TASK BRIEF:
Identify every line in the rows that contains the string "ground", and copy each such line in full. Case counts.
===== RECORDS SUPPLIED =====
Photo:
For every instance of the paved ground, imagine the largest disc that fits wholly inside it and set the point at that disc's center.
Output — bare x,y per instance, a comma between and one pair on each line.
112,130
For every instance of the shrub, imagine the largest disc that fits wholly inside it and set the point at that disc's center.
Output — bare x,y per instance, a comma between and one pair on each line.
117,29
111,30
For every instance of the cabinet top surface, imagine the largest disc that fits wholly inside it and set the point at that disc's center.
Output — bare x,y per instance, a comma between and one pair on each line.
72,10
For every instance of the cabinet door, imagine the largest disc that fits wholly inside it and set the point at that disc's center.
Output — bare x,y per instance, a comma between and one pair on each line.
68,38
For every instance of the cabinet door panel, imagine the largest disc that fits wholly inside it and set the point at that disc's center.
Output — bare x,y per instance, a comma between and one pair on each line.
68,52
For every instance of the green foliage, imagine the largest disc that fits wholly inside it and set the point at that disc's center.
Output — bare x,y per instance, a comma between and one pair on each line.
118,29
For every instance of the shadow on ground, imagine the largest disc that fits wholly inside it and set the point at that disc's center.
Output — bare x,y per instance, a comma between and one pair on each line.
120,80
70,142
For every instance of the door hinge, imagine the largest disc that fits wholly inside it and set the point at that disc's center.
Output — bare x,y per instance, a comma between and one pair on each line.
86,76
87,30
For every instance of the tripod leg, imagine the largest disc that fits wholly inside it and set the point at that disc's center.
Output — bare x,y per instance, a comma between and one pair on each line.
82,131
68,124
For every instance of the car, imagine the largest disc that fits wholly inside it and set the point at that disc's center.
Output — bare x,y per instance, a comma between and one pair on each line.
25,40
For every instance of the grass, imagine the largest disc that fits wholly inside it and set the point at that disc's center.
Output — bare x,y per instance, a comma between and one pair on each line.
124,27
=====
===== RECORDS SUPPLIED =====
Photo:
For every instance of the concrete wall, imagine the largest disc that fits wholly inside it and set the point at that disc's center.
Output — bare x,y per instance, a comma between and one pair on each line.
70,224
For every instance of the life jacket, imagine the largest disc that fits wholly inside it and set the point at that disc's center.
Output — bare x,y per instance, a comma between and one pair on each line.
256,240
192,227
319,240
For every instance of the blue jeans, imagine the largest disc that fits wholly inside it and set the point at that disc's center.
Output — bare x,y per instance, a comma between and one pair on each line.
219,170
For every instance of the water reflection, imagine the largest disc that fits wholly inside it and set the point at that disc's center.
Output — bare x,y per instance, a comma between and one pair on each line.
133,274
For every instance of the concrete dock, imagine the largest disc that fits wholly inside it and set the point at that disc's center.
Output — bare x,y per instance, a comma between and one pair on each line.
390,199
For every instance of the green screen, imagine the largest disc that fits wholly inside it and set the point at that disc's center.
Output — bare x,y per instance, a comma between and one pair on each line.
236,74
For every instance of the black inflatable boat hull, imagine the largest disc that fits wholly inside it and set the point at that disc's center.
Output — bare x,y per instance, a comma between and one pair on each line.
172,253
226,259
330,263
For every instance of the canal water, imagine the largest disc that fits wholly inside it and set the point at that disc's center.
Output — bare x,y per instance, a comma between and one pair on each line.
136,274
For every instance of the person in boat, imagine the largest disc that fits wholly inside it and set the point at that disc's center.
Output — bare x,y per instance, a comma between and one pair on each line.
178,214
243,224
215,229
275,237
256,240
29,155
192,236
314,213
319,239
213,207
=====
===== RECORDS SUPPLIED =====
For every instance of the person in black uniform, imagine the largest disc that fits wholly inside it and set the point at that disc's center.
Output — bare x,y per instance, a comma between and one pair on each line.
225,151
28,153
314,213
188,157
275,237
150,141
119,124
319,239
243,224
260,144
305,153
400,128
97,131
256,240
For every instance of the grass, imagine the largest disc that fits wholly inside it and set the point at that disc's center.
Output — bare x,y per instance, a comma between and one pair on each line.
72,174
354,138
=====
FULL OUTPUT:
For every instance of the paved ground, imagine the largest disc that fits wholly inside it and set the point at that disc's center.
For every instance of the shadow on ground, imagine the largest disc that fits wholly inside it and set the point at that disc's center.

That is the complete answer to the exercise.